**About this task:**
Would you please restate every record exactly as written?

::: Information provided :::

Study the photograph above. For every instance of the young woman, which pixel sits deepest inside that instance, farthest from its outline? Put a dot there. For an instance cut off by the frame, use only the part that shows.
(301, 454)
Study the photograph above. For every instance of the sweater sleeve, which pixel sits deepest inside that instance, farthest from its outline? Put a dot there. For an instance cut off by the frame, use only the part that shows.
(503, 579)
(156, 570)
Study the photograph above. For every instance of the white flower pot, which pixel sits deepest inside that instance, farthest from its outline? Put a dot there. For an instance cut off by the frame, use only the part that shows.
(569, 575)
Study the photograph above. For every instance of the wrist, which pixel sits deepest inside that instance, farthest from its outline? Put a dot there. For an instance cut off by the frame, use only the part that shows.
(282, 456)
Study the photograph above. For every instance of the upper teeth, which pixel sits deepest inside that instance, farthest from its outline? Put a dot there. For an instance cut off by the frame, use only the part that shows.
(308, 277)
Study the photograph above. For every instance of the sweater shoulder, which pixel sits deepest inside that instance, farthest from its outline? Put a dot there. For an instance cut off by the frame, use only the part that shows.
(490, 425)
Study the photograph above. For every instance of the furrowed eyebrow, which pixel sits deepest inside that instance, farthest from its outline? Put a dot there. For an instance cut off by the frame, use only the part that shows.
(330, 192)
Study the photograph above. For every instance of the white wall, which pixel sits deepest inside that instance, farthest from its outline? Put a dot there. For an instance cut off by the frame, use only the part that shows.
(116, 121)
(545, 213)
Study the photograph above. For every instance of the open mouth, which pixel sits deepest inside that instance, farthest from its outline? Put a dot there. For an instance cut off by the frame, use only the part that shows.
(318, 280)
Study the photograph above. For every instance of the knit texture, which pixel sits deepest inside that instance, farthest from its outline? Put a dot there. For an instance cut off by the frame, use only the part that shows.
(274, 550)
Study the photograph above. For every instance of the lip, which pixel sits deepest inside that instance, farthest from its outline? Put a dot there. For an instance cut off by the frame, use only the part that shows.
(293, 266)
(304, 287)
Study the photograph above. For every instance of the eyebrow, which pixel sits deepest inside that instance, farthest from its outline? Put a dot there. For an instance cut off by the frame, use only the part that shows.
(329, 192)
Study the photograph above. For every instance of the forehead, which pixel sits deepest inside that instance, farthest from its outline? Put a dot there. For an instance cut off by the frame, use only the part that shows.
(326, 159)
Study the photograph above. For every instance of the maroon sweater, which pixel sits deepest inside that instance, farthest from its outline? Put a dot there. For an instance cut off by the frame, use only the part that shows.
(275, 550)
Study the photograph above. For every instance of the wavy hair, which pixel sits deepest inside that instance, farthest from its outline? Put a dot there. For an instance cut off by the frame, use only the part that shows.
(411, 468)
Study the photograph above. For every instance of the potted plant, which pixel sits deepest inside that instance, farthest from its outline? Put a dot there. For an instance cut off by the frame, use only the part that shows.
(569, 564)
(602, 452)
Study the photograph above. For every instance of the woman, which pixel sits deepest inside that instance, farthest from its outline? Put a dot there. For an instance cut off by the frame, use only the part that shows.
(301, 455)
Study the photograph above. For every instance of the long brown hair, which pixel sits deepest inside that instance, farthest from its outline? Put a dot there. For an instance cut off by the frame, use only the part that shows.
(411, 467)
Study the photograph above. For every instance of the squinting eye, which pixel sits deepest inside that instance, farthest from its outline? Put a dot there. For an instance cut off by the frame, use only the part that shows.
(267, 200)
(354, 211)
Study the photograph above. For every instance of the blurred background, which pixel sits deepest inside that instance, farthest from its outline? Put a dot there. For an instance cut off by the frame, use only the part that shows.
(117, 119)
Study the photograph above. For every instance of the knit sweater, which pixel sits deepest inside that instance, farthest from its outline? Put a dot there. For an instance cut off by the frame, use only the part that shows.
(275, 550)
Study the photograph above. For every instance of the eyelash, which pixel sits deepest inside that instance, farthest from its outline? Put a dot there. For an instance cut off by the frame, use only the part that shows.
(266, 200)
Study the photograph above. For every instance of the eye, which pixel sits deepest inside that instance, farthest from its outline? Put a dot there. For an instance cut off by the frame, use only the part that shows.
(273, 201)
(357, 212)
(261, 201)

:::

**Answer box:**
Study the photograph above. For every instance of the young woman, which pixel sits deepest inside that instance, farthest from its outline? Put a dot there. For an instance cut off by the frame, use only the part that shows.
(301, 454)
Study the photograph above. For every instance of the sweater sleeve, which pixel sits deepest inside that instance, farthest from its outline? Put a dot there. For an instance cut off by the frame, use only the part that shows.
(503, 579)
(156, 570)
Study the photograph above. For every instance of the white flower pot, which pixel sits deepest inside that instance, farthest from its outline? Put a dot there. For an instance cut off by the frame, use only the part that shows.
(569, 575)
Study the photograph above. For every instance of the wrist, which pixel sits deepest inside that instance, farthest from its outline? Put a dot there. For an instance cut off by the frame, use only the part that shows.
(282, 456)
Study the photograph above. For every instance of the upper teeth, which pixel sits deepest inside that instance, farthest from its outline? Put a dot there. For an instance cut off by the frame, use only the part that shows.
(308, 277)
Study the photograph above. For every instance of the sweater shoulder, which pixel sits deepest inside that instance, farthest from its outline? Put a dot there. For an instance cut off by the frame, use only the part that shows.
(490, 425)
Study the photograph above. For every instance of the furrowed eyebrow, which pixel sits deepest inside that instance, farthest from its outline? Put a dot there. For an instance cut off by the frame, use only the part that shows.
(330, 192)
Study the photograph above. For every instance of the white wall, which pixel sits deepest inside that instance, farthest from its outline? Put a dot there. For an instance cut off by the frame, use only the part that shows.
(116, 121)
(545, 213)
Study the photograph above. For every instance of the open mouth, which pixel sits deepest inside that instance, farthest from its outline? Put a dot there. For an instance cut off by the frame, use only the part that shows.
(318, 280)
Study the photograph above. For every instance of the knit texture, which pixel sits deepest inside that instance, farthest from its outline? Put a dot there. For an instance cut off by the frame, use only the part that shows.
(274, 550)
Study the photograph above. For every instance of the lip, which pixel sits deepest inside that instance, farthest from its outline? Put a dot there. For an instance cut off by the frame, use only the part that shows.
(293, 266)
(304, 287)
Study the photograph above. For every instance of the eyebrow, which pixel sits deepest inside that instance, farthest from its outline? Put a dot there. For an instance cut off by the frame, use only the part that shows.
(329, 192)
Study the photograph above. For every instance of the forehead, which pixel sits deepest inside that instance, farthest from its outline? Put a dot there. For an instance cut off by the frame, use only the part that shows.
(326, 159)
Study the photograph above. For every instance of the maroon sweater, which pixel sits deepest inside that instance, farthest from its outline? Put a dot there. For an instance cut off by the frame, use only the part that shows.
(275, 550)
Study the photograph above. For every instance of the wavy hair, which pixel sits deepest inside that instance, farthest from its outline? Put a dot there. For an instance cut off by the frame, use only the part that shows.
(411, 468)
Study the photograph above. For every instance of the potted plant, which pixel sits deepest inside that instance, farthest from its outline? Put a dot there. For an instance cut off by the frame, use only the part that shows.
(569, 564)
(602, 452)
Study the photograph above. For every instance of the woman, which pixel sits deepest inside that instance, farthest from its outline? Put a dot there. For an instance cut off by the frame, use only the part that shows.
(301, 455)
Study the photograph above. For every instance of the long brown hair, which pixel sits deepest inside that instance, farthest from its outline? Put a dot there. For an instance cut off by the frame, use only the part that shows.
(411, 467)
Study the photograph above. For every instance of the squinting eye, which pixel sits deepest inside that instance, farthest from its outline? Put a dot there. For an instance cut off by the frame, use only the part that shows.
(267, 200)
(354, 211)
Study the photograph above. For every instance of the blurred background, which pixel sits deepest inside that instance, farthest from its outline? Put a dot there. For an instance cut off by the frame, use only the part that shows.
(117, 119)
Study the photograph above. For every instance of the knit sweater, which pixel sits deepest inside that instance, farthest from its outline? Put a dot there. For an instance cut off by the frame, use only the part that shows.
(275, 550)
Study the photograph above. For every instance of the eyelash, which pixel sits deepest inside that instance, farthest from its outline? Put a dot there. For an instance cut off by the frame, use only the part that shows.
(266, 200)
Study the photograph above. For every instance of the eye, which pixel sits deepest inside that instance, farthest from its outline? Put a dot there. For an instance cut off by the frame, use only the part that shows.
(273, 201)
(357, 212)
(261, 201)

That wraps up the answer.